▶ [Exercise set]
[a] In the Harley's Story passage, what two conditions was the injured eagle diagnosed with at The Raptor Center?
[b] Reproduce word for word everything in the Harley's Story passage from "In early August" down to "medicine and surgery.".
[c] Extend the Harley's Story passage about the rescued bald eagle, picking up after its final sentence.

▶ [Text passage]
== Segment start ==

Follow Harley's Travels

 

Harley's Story

In early August 2009 on a long stretch of County Highway T near Wascott, Wisconsin, motorcyclist Brian Baladez passed a bald eagle on the side of the road. Realizing the bird was injured, Baladez wrapped it in his leather jacket, strapped it to the back of his Harley Davidson motorcycle and transported it to the Duluth Zoo to find help. One vet and police car ride later, Brian and eagle were referred to the University of Minnesota's Raptor Center in St. Paul, one of the most renowned centers for raptor medicine and surgery.

At The Raptor Center, Dr. Irene Bueno-Padilla, a Veterinary Intern from Spain, lead the case diagnosing the eagle with a fractured ulna (wing) and lead poisoning. The lead poisoning is most likely the result of consuming prey shot with lead bullets. In addition, readers of the Duluth News Tribune named him "Harley" in reference to his unorthodox rescue vehicle after his story was published. To repair his broken wing, Harley underwent surgery performed by Dr. Julia Ponder. Harley's flight rehabilitation was delayed due to intense molting of his flight feathers. According to Dr. Ponder, this is a common problem associated with wing injuries.

With the help of numerous volunteers, Harley took flight in mid-December 2009 and was exercised regularly. The Raptor Center staff was confident that Harley would able to survive on his own in the wild, and he was released at Carpenter St. Croix Valley Nature Center near Hastings in late January 2010. He was fitted with a back-pack style transmitter that would send data on his travels.

== Segment end ==

▶ [Data below]
== Segment start ==

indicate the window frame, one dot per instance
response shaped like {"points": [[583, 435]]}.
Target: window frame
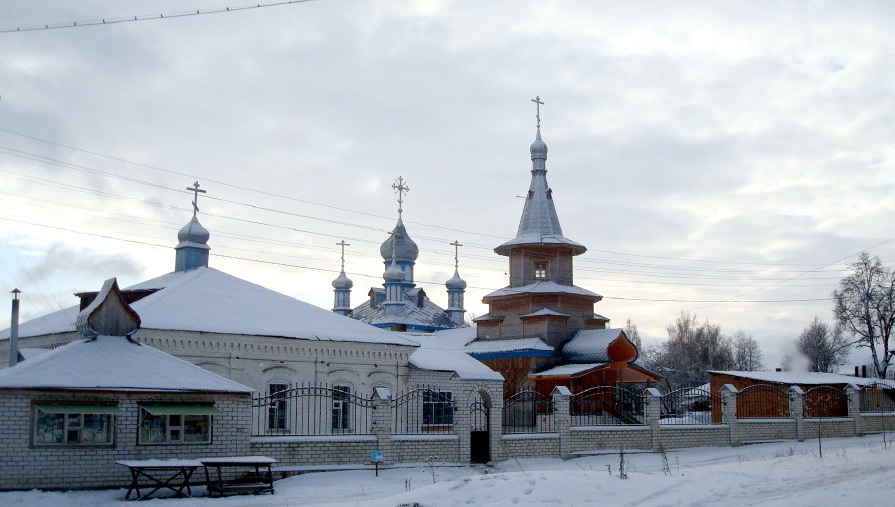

== Segment end ==

▶ [Results for each task]
[a] A fractured ulna (wing) and lead poisoning.

[b]
In early August 2009 on a long stretch of County Highway T near Wascott, Wisconsin, motorcyclist Brian Baladez passed a bald eagle on the side of the road. Realizing the bird was injured, Baladez wrapped it in his leather jacket, strapped it to the back of his Harley Davidson motorcycle and transported it to the Duluth Zoo to find help. One vet and police car ride later, Brian and eagle were referred to the University of Minnesota's Raptor Center in St. Paul, one of the most renowned centers for raptor medicine and surgery.

[c]
Update January 2012

We received notification that Harley's body was found in a farm field near where he was last known to have been in the Evelyth area. In September 2011, Dr. Ponder traveled to the area to hike the farm and scour the area where his last transmissions were from. She talked with the local land owners, but did not see Harley. It was possible he was already down in the hay field. The local Department of Natural Resources conservation officer returned his transmitter and what was left of the body to us.

While we are still hoping we might get a bit more information from testing, the cause of Harley's death is not clear at this time. One very interesting finding raised a few questions - Harley had recently molted almost all of his primary flight feathers on one wing. This is a very abnormal molt for a raptor as that many missing flight feathers would make flight challenging or impossible.

After following Harley's story for two years, it is hard to believe he is gone; we had hoped that only his transmitter had died. We enjoyed watching Harley's travels, we got a lot of information from him, and we set the stage for piloting some new education initiatives and began to see some new possibilities. We have many reasons to remember Harley fondly.